=== GIVEN TASK ===
Count the lines in the records below that contain the word "tree", and give only that number.

=== RECORDS FOR THIS EXERCISE ===
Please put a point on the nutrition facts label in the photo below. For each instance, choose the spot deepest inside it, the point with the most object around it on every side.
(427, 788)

---

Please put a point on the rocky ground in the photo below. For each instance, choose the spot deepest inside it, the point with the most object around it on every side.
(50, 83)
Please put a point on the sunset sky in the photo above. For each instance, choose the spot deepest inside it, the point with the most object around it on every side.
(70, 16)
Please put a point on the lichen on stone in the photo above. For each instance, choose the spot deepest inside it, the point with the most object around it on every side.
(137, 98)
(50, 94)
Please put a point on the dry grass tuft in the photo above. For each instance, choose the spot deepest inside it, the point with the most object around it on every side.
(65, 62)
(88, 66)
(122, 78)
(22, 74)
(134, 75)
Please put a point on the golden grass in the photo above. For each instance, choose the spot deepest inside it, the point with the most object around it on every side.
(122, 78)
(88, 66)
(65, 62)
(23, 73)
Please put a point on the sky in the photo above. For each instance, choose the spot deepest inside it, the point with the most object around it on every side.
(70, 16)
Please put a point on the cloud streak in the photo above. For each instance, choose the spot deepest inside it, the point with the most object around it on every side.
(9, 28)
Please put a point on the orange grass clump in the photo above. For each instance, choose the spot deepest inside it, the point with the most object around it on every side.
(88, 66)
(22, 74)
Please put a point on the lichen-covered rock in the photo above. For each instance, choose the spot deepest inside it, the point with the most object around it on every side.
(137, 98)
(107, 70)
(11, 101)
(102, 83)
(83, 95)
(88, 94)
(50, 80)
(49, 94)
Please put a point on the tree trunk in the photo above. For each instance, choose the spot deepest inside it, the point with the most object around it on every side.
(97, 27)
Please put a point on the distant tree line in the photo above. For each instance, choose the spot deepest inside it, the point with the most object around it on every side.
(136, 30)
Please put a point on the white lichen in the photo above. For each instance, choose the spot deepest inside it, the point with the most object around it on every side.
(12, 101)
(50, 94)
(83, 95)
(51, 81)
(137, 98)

=== SOLUTION TO THE EXERCISE ===
2